Data shown –
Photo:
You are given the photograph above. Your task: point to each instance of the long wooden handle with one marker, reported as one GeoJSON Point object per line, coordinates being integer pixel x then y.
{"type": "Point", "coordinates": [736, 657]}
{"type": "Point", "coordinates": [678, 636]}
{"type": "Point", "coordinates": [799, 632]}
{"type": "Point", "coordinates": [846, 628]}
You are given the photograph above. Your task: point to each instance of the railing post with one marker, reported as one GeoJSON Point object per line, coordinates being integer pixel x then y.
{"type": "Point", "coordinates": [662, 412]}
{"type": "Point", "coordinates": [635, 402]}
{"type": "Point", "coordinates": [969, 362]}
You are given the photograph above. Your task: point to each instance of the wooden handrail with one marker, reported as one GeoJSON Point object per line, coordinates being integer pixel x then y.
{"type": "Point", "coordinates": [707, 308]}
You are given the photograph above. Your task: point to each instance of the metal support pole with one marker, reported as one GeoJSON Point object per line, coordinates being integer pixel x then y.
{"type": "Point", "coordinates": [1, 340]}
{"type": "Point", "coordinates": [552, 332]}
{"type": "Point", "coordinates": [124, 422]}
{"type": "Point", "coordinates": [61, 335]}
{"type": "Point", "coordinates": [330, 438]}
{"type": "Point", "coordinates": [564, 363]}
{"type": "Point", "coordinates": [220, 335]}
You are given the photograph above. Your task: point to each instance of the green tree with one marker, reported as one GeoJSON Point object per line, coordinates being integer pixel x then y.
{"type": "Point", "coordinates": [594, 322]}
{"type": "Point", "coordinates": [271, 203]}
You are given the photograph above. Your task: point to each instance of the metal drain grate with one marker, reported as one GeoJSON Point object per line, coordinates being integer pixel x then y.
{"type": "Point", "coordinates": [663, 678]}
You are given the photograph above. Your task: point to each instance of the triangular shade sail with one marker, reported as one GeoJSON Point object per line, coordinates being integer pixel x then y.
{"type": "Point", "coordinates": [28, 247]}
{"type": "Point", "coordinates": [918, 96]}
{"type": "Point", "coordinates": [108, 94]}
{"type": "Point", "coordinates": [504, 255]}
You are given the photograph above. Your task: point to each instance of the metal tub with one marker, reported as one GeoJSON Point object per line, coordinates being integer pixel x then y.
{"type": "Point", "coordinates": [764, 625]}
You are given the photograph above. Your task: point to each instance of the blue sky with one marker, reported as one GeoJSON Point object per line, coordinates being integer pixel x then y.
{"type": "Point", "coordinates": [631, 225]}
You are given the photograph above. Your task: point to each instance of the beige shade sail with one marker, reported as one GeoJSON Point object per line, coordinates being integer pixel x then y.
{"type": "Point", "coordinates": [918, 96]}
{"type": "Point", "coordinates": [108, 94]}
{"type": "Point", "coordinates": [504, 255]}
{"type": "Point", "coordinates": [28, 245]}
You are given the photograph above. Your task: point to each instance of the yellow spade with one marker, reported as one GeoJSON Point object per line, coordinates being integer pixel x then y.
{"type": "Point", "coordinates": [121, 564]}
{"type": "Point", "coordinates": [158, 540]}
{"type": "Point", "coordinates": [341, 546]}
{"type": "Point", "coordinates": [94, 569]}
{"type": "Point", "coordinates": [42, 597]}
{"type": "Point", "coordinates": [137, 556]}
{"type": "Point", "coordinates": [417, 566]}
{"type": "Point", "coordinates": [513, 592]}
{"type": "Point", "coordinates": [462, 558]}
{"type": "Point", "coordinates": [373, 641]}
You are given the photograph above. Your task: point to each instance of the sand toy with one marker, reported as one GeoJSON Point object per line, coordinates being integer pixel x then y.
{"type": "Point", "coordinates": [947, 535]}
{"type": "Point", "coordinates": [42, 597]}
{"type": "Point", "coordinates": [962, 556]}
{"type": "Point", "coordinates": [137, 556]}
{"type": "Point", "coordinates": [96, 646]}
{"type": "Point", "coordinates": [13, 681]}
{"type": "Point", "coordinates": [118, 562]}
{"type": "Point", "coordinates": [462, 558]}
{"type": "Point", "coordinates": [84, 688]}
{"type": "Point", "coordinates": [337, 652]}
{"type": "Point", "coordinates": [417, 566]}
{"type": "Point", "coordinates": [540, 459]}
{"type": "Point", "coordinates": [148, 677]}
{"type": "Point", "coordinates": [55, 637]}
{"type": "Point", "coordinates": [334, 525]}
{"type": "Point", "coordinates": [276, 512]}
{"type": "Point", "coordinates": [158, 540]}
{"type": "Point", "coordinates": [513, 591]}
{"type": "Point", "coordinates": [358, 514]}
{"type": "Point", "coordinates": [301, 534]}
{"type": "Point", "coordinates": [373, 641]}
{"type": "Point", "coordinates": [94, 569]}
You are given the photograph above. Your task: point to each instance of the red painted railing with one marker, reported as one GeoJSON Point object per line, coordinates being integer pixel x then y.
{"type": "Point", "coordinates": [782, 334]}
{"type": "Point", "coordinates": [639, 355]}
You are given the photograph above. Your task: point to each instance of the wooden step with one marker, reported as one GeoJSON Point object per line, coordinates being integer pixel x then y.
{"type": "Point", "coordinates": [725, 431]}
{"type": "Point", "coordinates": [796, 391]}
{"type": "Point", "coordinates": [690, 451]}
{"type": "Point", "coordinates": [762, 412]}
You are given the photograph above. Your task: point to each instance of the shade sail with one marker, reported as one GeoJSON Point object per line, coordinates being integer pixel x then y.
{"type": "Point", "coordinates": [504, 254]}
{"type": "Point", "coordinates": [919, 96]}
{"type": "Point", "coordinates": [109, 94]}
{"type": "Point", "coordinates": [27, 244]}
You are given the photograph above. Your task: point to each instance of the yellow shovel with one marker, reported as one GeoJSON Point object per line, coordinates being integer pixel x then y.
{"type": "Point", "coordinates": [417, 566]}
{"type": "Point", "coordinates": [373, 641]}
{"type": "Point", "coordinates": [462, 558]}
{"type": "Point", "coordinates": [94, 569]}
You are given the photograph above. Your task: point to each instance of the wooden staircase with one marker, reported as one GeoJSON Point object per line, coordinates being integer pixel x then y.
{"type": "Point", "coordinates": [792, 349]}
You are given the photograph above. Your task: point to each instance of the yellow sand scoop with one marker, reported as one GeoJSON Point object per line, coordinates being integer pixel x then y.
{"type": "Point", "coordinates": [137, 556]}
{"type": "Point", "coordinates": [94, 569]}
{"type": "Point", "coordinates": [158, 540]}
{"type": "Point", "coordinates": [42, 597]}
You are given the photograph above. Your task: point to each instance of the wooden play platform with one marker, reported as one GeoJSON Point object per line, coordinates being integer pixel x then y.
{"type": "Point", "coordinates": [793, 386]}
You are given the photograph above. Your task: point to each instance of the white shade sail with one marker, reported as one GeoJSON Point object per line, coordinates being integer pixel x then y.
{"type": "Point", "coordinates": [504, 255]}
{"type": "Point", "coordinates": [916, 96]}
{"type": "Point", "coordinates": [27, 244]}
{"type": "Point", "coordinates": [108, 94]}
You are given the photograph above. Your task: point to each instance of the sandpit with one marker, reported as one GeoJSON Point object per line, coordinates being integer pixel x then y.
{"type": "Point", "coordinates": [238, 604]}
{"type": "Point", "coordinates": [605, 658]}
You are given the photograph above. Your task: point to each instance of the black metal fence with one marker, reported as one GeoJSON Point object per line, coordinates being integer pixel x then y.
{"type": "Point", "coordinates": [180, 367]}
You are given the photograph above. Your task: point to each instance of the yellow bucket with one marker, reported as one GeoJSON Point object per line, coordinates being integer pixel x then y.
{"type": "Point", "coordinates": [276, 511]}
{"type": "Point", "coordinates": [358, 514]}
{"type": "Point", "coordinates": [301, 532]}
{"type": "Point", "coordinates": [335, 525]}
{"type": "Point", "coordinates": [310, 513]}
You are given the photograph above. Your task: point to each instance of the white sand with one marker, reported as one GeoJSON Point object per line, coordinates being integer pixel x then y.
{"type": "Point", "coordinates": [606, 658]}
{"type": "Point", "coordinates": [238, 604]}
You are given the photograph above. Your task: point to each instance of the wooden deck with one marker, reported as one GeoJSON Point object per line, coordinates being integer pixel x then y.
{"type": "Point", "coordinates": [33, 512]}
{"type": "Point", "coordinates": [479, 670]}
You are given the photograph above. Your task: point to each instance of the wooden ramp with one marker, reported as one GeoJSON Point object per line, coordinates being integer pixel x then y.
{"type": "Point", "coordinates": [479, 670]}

Description of the task – Return, with nothing added or dropped, the line containing "the wooden ramp" and every line after it to the end of the listing above.

Result of this exercise –
You are given the photograph above. Your task: point to each instance of the wooden ramp with one marker, reported as one GeoJSON Point object per line, coordinates being integer pixel x then y.
{"type": "Point", "coordinates": [479, 670]}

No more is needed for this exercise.